Render as a numbered list the lines of the entries from the one containing "Run detection on softbox" through the end of the entries, both ends included and blank lines omitted.

Input for this task
================
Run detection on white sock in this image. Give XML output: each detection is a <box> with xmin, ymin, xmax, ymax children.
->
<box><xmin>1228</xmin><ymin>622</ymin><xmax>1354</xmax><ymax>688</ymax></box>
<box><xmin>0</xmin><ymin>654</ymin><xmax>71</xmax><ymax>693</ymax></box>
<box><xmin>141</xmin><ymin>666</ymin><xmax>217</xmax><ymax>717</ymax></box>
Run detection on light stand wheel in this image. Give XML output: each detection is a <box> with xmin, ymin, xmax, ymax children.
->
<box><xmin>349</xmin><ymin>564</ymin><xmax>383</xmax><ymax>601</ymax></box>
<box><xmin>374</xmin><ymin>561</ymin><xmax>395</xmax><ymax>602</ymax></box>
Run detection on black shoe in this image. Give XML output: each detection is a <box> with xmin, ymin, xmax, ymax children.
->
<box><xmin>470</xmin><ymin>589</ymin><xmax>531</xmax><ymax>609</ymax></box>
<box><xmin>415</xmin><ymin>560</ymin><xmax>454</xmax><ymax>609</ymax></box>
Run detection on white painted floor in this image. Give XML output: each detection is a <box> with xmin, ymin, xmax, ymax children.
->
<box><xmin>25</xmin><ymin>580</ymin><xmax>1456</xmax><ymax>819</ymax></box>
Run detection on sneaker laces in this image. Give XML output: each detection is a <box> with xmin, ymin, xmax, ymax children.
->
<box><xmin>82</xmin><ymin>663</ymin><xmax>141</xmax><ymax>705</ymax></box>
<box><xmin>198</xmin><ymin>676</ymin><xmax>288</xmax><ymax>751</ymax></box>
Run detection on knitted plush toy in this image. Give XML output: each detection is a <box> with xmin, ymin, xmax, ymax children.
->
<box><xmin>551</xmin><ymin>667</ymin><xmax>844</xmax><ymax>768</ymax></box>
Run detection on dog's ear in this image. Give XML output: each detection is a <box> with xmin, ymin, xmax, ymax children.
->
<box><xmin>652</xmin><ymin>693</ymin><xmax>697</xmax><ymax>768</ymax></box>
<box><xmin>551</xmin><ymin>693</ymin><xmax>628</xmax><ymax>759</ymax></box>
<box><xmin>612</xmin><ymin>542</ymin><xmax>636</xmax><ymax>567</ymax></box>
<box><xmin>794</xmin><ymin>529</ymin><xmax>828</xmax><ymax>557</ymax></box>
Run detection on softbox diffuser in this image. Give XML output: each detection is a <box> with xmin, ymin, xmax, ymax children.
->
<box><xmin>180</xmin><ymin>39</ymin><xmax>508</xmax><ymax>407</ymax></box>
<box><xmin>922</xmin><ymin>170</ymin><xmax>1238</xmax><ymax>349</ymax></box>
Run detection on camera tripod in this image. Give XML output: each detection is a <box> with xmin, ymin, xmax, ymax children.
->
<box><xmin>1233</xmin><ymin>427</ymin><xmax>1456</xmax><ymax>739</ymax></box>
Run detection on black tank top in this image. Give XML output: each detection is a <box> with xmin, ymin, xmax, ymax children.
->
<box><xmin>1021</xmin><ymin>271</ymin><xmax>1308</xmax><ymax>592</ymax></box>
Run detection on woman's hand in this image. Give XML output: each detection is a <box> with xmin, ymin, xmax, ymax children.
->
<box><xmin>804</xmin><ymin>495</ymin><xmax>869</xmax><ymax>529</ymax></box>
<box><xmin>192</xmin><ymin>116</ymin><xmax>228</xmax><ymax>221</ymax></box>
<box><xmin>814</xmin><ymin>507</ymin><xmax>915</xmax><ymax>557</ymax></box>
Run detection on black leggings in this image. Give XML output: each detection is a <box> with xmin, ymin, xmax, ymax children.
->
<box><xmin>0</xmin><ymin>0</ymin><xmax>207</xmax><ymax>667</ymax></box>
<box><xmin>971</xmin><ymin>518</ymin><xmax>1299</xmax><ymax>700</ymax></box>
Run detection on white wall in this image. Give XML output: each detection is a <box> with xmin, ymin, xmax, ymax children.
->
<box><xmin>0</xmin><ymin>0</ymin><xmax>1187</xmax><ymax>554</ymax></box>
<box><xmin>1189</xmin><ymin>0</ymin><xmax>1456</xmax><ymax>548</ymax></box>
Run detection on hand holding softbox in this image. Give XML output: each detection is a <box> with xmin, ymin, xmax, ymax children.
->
================
Solution to this exercise
1. Run detection on softbox diffuser in this image. Give XML output: each detection is a <box> with xmin, ymin, xmax, ymax children.
2. ->
3. <box><xmin>180</xmin><ymin>39</ymin><xmax>508</xmax><ymax>407</ymax></box>
4. <box><xmin>922</xmin><ymin>170</ymin><xmax>1238</xmax><ymax>349</ymax></box>
5. Run detection on camera tripod in this image. Give XML output: each detection is a <box> with xmin, ymin, xmax, ymax children.
6. ->
7. <box><xmin>1233</xmin><ymin>427</ymin><xmax>1456</xmax><ymax>739</ymax></box>
8. Run detection on black tank top in this image. Give XML output: each detection is a <box> with xmin, ymin, xmax, ymax children.
9. ->
10. <box><xmin>1021</xmin><ymin>271</ymin><xmax>1308</xmax><ymax>592</ymax></box>
11. Run detection on woman's hand in this image. Give XML output: each detection is a <box> with xmin, ymin, xmax, ymax children.
12. ->
13. <box><xmin>804</xmin><ymin>495</ymin><xmax>869</xmax><ymax>529</ymax></box>
14. <box><xmin>192</xmin><ymin>116</ymin><xmax>228</xmax><ymax>221</ymax></box>
15. <box><xmin>814</xmin><ymin>507</ymin><xmax>915</xmax><ymax>557</ymax></box>
16. Run detection on black leggings in this image. Give XML output: each detection is a <box> with xmin, ymin, xmax, ymax children.
17. ->
18. <box><xmin>0</xmin><ymin>0</ymin><xmax>207</xmax><ymax>667</ymax></box>
19. <box><xmin>971</xmin><ymin>518</ymin><xmax>1299</xmax><ymax>700</ymax></box>
20. Run detection on white wall in this image. Give XML output: each detection is a <box> with xmin, ymin, xmax, ymax children.
21. ->
22. <box><xmin>0</xmin><ymin>0</ymin><xmax>1187</xmax><ymax>554</ymax></box>
23. <box><xmin>1189</xmin><ymin>0</ymin><xmax>1456</xmax><ymax>548</ymax></box>
24. Run detection on hand holding softbox in this image. Give XML output: each detection is a <box> with xmin, ymin, xmax, ymax children.
25. ->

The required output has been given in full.